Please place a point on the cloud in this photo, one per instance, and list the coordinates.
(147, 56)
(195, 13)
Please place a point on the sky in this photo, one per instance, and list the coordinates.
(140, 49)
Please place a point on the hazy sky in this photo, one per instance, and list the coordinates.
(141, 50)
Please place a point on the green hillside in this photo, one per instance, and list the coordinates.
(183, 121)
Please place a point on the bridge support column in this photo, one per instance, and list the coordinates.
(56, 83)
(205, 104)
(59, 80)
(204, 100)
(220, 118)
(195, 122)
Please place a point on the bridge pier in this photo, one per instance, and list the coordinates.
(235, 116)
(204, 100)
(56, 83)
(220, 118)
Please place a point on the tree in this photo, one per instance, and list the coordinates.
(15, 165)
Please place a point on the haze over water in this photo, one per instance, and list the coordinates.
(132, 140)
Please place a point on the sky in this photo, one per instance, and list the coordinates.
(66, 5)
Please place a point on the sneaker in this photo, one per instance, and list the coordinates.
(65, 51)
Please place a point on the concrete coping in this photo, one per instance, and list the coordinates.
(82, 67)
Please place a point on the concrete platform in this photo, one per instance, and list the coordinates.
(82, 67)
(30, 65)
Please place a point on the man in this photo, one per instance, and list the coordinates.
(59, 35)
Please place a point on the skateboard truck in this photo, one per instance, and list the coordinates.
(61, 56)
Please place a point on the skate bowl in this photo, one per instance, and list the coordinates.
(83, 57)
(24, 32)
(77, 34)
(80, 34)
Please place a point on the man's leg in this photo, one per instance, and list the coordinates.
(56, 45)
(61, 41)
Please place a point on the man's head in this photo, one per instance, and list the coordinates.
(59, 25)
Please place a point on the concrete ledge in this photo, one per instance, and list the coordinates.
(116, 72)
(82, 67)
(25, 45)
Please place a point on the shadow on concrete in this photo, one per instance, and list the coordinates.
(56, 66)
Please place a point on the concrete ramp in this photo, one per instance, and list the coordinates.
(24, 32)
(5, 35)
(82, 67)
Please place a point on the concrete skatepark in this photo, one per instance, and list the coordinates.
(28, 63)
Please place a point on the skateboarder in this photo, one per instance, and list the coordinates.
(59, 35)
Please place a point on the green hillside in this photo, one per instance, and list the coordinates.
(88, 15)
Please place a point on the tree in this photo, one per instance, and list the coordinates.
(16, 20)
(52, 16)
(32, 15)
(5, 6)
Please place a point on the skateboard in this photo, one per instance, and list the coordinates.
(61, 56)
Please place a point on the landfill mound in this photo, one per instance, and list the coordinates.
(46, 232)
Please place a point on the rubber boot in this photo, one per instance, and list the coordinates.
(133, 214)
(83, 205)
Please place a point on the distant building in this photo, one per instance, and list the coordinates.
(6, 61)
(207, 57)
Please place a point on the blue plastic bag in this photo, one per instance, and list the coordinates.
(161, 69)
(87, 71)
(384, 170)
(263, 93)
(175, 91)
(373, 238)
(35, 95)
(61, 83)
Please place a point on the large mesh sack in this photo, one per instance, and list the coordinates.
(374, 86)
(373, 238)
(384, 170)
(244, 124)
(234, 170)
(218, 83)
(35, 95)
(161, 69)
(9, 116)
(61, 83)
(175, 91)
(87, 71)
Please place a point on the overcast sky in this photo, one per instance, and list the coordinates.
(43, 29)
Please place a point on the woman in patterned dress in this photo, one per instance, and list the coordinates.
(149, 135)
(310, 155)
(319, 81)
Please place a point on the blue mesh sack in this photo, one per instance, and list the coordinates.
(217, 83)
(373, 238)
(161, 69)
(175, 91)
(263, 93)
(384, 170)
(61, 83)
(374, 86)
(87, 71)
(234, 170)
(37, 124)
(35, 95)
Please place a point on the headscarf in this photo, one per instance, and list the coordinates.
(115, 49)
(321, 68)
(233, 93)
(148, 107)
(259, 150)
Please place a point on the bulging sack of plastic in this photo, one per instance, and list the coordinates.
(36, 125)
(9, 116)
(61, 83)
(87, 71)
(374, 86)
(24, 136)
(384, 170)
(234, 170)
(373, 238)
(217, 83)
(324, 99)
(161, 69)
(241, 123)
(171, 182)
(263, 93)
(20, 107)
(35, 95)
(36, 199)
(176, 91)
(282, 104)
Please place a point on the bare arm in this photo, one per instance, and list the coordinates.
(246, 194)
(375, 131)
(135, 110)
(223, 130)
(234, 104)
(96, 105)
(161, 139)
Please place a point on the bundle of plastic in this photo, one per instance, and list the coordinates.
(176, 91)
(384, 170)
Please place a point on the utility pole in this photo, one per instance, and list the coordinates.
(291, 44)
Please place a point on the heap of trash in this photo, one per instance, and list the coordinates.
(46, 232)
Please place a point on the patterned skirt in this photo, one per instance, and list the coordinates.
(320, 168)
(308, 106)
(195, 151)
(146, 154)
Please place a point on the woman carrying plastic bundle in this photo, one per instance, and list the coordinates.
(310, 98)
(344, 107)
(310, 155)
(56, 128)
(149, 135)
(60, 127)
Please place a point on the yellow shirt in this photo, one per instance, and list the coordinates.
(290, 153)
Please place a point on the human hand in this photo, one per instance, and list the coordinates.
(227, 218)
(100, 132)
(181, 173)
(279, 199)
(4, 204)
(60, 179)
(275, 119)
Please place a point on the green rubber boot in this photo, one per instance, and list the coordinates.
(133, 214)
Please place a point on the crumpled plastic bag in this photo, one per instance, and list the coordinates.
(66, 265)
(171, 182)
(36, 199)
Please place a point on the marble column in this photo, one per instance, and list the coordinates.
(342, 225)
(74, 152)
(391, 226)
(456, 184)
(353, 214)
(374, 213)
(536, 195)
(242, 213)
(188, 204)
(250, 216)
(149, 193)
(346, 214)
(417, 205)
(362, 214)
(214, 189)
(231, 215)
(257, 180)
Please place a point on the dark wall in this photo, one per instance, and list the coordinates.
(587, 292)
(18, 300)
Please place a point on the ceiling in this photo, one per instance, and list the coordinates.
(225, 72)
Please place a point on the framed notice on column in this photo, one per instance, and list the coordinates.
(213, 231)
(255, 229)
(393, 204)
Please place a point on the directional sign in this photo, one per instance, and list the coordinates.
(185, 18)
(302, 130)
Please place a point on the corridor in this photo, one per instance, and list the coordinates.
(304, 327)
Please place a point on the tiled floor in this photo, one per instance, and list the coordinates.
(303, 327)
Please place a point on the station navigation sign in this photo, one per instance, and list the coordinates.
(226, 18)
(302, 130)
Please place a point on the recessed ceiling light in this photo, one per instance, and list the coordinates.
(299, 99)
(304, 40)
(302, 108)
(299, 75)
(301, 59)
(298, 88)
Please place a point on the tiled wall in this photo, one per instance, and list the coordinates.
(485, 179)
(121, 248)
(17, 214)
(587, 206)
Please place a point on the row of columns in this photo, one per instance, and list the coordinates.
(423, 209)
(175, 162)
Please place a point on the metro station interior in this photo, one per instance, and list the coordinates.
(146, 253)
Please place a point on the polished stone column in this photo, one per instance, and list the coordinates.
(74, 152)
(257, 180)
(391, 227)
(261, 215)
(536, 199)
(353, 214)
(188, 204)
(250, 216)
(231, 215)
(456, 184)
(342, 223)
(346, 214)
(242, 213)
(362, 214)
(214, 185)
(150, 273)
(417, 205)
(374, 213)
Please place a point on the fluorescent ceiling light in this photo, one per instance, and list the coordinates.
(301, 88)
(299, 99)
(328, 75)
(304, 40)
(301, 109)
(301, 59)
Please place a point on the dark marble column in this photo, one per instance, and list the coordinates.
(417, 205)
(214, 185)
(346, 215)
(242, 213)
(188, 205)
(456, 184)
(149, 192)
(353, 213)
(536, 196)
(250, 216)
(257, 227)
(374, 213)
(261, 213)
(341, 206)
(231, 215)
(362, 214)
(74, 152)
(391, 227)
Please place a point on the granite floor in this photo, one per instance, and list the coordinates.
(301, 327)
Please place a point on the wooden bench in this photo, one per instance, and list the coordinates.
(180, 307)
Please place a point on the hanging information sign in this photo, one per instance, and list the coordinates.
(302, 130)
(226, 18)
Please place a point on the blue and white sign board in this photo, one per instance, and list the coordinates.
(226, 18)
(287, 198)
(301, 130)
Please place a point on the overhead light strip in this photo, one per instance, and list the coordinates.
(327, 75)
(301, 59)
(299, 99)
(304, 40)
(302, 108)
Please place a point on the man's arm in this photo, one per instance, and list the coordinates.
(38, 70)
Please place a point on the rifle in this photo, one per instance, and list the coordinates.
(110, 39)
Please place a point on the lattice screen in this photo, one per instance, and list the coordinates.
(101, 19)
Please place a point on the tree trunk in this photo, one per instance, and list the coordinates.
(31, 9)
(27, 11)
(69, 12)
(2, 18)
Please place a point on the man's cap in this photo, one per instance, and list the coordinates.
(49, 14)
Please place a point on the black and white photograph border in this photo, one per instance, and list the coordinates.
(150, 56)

********

What you have to do: Repeat only what runs from the line holding "Please place a point on the dark marble" to the end of the data, keeping every line exactly as written, first and last included.

Written reply:
Please place a point on the dark marble column in this photo, one per instance, and list the coordinates.
(417, 205)
(214, 185)
(346, 215)
(242, 213)
(188, 205)
(456, 184)
(149, 192)
(353, 213)
(536, 196)
(250, 216)
(257, 227)
(374, 213)
(261, 213)
(341, 206)
(231, 215)
(362, 214)
(74, 152)
(391, 227)
Please place a point on the granite floor in this photo, one per instance, and list the coordinates.
(301, 327)
Please place a point on the wooden bench in this photo, one per instance, and list the coordinates.
(180, 307)
Please place a point on the hanging information sign in this photo, one per instance, and list the coordinates.
(302, 130)
(226, 18)
Please place a point on the blue and white sign board in this photo, one per instance, and list the coordinates.
(226, 18)
(287, 198)
(301, 130)
Please place a point on the overhead light strip in this photo, one per instance, and list the coordinates.
(327, 75)
(301, 59)
(299, 99)
(304, 40)
(302, 108)
Please place a point on the man's arm in this photo, one per instance, and list the coordinates.
(38, 70)
Please place a point on the rifle in this photo, one per instance, and list the coordinates.
(110, 39)
Please place a point on the lattice screen in this photo, one per instance, and list the coordinates.
(101, 19)
Please place a point on the tree trunk in this photo, one per instance, and list the coordinates.
(31, 9)
(27, 11)
(69, 12)
(2, 18)
Please place a point on the man's cap in this photo, one per instance, and list the coordinates.
(49, 14)
Please place a point on the black and white photograph border in this photo, one per instance, and list the coordinates.
(150, 56)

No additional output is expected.